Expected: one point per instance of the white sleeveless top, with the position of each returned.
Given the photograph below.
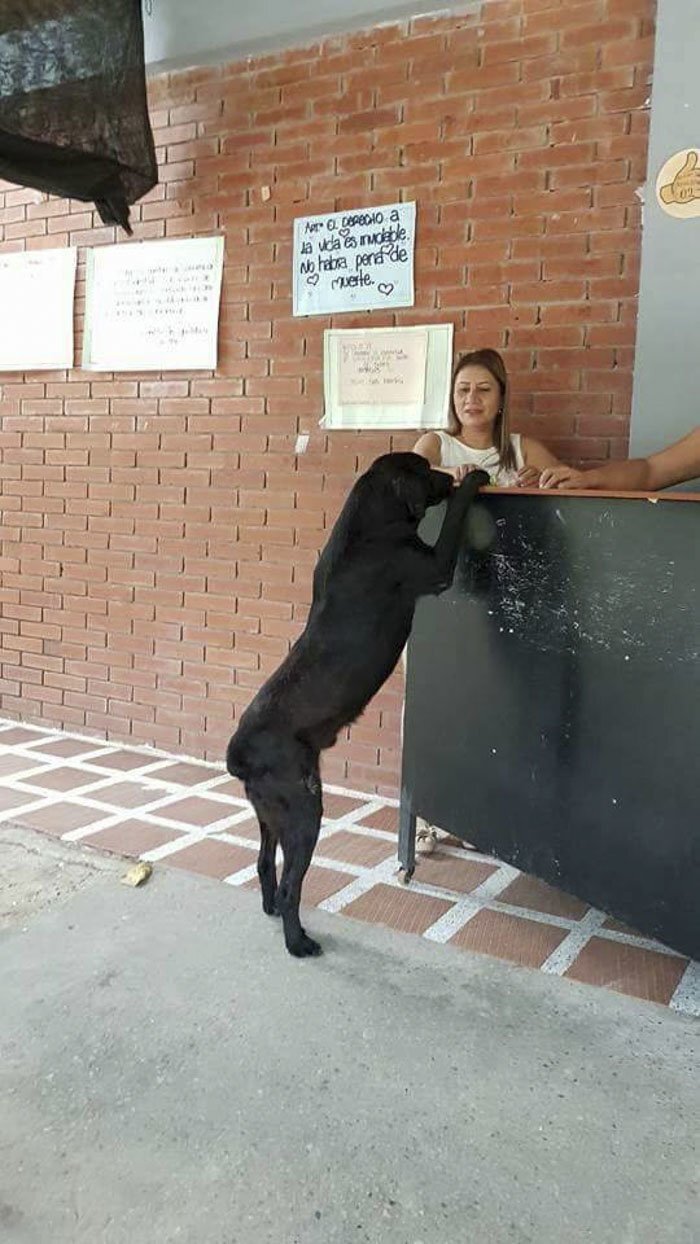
(455, 453)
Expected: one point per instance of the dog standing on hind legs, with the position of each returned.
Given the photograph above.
(366, 584)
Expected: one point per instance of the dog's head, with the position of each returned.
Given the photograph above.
(413, 482)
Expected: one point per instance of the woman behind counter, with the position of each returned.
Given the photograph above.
(479, 434)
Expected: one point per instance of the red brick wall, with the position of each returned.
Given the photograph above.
(158, 534)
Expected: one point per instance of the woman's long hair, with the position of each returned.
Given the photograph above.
(494, 363)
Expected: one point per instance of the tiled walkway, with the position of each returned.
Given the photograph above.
(192, 815)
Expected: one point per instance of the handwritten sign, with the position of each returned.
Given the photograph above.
(386, 368)
(36, 295)
(153, 306)
(359, 260)
(388, 377)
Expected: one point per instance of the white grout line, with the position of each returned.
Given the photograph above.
(169, 793)
(568, 951)
(382, 873)
(686, 997)
(241, 876)
(470, 905)
(642, 943)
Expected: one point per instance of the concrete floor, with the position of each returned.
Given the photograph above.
(169, 1074)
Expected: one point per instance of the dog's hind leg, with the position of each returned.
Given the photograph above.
(299, 837)
(266, 868)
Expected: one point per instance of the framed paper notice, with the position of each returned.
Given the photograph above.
(359, 260)
(153, 306)
(36, 296)
(388, 377)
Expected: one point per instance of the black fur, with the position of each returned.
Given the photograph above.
(367, 581)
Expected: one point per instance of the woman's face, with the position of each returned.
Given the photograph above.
(478, 398)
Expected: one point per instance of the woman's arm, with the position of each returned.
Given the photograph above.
(428, 445)
(537, 458)
(669, 467)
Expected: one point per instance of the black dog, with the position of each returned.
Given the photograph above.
(366, 585)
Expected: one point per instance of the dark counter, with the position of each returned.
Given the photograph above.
(552, 710)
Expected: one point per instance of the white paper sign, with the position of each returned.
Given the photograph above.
(153, 306)
(383, 368)
(388, 377)
(36, 307)
(358, 260)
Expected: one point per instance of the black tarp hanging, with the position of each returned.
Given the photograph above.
(73, 118)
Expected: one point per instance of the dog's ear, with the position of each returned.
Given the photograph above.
(412, 492)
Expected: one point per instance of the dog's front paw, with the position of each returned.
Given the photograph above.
(303, 947)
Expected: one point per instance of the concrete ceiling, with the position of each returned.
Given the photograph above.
(185, 32)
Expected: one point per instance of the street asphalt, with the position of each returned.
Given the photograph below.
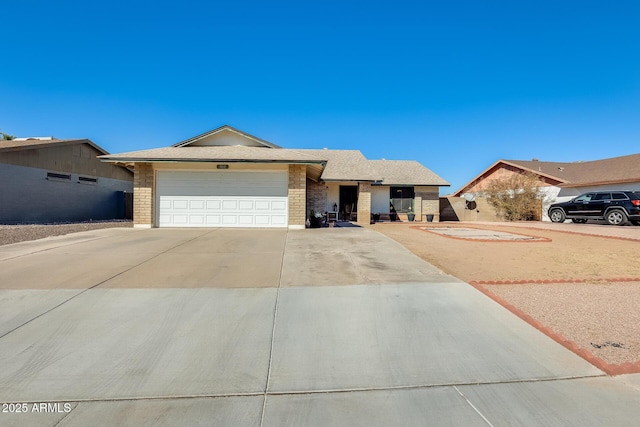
(259, 327)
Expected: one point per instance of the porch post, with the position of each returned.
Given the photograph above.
(364, 203)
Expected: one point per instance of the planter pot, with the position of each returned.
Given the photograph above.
(315, 222)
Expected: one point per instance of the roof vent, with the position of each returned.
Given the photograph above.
(35, 138)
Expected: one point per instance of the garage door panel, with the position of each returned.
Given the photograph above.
(214, 220)
(230, 205)
(180, 204)
(279, 205)
(222, 199)
(245, 205)
(214, 204)
(196, 204)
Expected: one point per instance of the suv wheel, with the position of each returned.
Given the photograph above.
(557, 215)
(616, 217)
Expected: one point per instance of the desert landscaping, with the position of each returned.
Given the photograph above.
(582, 290)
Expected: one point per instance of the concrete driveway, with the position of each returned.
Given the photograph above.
(271, 327)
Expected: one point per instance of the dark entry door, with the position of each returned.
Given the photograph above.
(348, 201)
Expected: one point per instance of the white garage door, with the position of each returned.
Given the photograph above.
(222, 199)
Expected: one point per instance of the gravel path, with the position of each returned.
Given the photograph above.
(21, 233)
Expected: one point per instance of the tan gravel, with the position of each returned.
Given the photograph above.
(600, 314)
(600, 317)
(21, 233)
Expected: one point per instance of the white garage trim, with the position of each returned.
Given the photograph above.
(222, 199)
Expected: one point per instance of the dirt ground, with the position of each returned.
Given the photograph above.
(584, 288)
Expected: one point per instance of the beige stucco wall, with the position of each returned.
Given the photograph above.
(70, 158)
(201, 166)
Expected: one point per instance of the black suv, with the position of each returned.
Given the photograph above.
(617, 207)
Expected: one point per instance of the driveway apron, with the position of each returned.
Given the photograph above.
(274, 327)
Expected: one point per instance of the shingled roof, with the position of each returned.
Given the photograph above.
(345, 165)
(596, 172)
(614, 170)
(406, 172)
(215, 154)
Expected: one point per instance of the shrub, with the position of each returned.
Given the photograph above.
(517, 197)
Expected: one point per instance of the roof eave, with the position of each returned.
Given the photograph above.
(107, 159)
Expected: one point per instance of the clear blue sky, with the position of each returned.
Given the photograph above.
(455, 85)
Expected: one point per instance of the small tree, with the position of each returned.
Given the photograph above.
(517, 197)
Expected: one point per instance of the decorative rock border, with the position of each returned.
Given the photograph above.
(534, 239)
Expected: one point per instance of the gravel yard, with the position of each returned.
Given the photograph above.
(21, 233)
(599, 313)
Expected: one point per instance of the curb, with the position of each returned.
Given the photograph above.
(609, 369)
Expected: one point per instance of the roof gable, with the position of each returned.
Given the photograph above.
(406, 172)
(344, 165)
(615, 170)
(225, 136)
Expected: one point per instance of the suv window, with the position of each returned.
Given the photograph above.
(602, 196)
(584, 197)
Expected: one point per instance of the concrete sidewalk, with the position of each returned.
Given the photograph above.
(352, 330)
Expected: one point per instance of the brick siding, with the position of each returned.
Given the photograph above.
(297, 195)
(364, 203)
(143, 195)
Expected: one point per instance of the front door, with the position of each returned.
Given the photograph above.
(348, 201)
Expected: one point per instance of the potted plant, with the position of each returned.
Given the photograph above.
(315, 219)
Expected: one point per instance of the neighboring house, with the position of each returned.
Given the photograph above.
(228, 178)
(52, 180)
(563, 181)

WHAT IS NEEDED> Scan the data above and report each line in which "gravel" is present.

PROBLEM SOLUTION>
Expected: one point per instance of the gravel path, with the position of each returned.
Expected: one point per instance of the tan gravel, with the position of each returned.
Expected: one point per instance of the gravel yard, with the position of each returned.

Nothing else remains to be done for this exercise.